Reproduce each record exactly, leaving out no line.

Recorded data:
= = = = = = =

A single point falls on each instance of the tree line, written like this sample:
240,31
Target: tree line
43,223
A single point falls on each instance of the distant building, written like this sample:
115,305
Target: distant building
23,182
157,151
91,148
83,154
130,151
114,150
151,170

= = = = = = =

Answer space:
A single point falls on each instance of the tree line, written like this sample:
240,31
Target: tree line
43,223
A single point falls on each instance of the distant building, written like this sample:
115,305
Target: distant building
23,182
157,151
91,148
83,154
130,151
114,150
151,170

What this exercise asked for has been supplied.